> **Document segment**
* Start *

Jacques Kruyswijk (born 16 October 1992) is a South African professional golfer who plays on the European Tour and Sunshine Tour. He won the 2016 Cape Town Open.

Amateur career
Kruyswijk enjoyed a stellar career as an amateur and won the Royal Silver Vase in 2011.

He represented Limpopo Province between 2005 and 2012. In 2011 he was nominated as the SA IPT Player of the Year. He recorded six victories on the IGT Tour.

Professional career
Kruyswijk turned professional in January 2013 after he finished 7th in the 	2013 Sunshine Tour Q-School. He recorded his first professional victory in his rookie season in an event on the Big Easy Tour. In 2015 he received attention at a Vodacom Origins of Golf event when he got a one shot penalty after whacking his ball off a tree then into his most sensitive area.

On the 2016–17 Sunshine Tour he won the Lion of Africa Cape Town Open in November and tied for 4th at the Joburg Open in February. He finished 11th on the Order of Merit. On the 2017–18 Sunshine Tour he tied for 4th at the South African Open and again finished 11th on the Order of Merit.

* End *

> **Data records**
* Start *

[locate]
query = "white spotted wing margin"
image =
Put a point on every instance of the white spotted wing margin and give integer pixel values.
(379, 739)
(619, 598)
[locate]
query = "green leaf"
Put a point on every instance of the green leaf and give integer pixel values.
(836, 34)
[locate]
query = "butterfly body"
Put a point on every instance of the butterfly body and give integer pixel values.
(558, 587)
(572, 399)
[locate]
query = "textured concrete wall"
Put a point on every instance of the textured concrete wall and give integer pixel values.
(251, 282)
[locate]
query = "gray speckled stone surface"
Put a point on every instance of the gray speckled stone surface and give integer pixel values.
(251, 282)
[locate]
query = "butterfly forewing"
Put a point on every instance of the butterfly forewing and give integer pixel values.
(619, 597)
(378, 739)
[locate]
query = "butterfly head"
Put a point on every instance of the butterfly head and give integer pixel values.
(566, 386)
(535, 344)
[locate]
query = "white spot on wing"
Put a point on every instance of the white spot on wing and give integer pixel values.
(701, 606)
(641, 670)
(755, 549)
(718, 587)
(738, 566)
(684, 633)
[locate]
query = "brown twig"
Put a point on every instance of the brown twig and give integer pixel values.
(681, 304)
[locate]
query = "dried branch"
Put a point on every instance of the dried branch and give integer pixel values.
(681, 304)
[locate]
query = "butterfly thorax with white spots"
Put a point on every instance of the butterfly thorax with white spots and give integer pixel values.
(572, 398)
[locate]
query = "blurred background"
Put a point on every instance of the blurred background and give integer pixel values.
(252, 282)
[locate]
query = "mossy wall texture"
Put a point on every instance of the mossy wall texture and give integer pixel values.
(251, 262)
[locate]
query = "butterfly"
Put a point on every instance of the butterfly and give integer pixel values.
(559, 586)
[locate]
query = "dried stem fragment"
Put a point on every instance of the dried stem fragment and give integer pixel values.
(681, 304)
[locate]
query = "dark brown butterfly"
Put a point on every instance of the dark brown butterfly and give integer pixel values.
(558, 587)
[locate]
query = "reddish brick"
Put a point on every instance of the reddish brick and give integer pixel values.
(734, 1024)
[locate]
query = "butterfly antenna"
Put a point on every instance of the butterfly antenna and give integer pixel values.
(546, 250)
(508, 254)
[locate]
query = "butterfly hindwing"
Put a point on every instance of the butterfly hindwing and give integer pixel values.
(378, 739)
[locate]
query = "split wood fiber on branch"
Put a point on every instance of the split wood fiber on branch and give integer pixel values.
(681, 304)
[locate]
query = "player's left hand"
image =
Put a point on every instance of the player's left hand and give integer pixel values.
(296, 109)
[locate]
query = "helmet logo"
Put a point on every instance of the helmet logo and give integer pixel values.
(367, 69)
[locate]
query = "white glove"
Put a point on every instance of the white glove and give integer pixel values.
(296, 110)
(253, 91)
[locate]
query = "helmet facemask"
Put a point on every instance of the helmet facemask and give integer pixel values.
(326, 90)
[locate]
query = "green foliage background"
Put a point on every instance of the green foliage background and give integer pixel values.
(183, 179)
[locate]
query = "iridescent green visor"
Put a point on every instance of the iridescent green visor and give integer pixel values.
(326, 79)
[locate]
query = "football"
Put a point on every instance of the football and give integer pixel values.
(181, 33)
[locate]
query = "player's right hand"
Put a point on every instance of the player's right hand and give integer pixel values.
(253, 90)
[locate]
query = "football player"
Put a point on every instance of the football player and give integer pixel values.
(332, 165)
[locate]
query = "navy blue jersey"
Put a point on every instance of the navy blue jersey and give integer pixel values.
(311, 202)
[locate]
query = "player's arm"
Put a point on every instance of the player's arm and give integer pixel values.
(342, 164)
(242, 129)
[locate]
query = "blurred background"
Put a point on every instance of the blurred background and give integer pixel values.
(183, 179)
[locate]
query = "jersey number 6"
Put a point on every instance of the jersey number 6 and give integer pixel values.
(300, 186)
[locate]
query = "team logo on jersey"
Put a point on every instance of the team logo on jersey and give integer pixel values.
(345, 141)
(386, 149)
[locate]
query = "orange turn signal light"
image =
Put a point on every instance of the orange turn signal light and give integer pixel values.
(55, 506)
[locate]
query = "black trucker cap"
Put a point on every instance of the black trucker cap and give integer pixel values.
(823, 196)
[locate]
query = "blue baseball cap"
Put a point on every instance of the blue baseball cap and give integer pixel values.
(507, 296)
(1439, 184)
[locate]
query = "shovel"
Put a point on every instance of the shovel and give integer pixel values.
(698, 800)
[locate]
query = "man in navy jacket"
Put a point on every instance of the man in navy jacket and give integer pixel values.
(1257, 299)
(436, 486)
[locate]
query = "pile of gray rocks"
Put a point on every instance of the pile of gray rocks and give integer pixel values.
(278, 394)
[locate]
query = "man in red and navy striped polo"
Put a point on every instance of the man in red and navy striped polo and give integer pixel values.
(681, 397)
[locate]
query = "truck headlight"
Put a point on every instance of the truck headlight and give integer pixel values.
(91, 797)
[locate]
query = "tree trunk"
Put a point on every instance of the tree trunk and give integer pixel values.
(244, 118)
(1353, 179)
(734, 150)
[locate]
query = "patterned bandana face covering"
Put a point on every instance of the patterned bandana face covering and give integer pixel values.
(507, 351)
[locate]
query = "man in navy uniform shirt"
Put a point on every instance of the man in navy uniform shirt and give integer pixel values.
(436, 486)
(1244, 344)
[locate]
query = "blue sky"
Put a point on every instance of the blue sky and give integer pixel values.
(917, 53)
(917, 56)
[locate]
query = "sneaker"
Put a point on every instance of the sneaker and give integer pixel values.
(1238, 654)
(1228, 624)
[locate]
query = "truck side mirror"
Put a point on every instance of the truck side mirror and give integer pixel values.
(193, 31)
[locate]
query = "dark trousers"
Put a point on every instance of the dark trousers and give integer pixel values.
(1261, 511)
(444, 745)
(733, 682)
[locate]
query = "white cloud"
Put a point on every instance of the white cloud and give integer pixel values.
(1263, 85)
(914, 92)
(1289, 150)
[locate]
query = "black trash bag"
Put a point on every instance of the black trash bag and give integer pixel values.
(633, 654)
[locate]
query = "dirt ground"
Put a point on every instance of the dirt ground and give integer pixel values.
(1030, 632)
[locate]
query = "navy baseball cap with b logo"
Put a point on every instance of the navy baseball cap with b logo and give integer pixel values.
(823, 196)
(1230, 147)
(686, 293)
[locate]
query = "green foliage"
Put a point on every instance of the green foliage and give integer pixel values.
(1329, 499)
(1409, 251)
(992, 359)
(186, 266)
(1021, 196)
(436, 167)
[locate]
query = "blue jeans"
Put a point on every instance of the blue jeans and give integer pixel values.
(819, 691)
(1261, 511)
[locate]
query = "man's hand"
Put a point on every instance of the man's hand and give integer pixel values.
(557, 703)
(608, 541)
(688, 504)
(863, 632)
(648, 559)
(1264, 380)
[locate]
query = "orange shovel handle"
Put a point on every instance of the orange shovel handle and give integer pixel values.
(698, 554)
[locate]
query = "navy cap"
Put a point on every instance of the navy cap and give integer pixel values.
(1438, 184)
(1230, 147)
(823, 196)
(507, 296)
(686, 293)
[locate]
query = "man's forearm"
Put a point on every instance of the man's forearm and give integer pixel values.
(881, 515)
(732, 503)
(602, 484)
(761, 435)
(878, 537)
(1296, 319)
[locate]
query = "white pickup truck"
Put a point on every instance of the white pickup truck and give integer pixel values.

* End *

> **Written task A**
According to the Jacques Kruyswijk article, when did he turn professional?
> **Written task B**
List every golf tour named in the Jacques Kruyswijk article.
> **Written task C**
Extract the part of the Jacques Kruyswijk article between "Jacques Kruyswijk (born" and "Cape Town Open.", inclusive.
None of the entries are needed here.

> **Task solution A**
January 2013

> **Task solution B**
European Tour, Sunshine Tour, IGT Tour, Big Easy Tour

> **Task solution C**
Jacques Kruyswijk (born 16 October 1992) is a South African professional golfer who plays on the European Tour and Sunshine Tour. He won the 2016 Cape Town Open.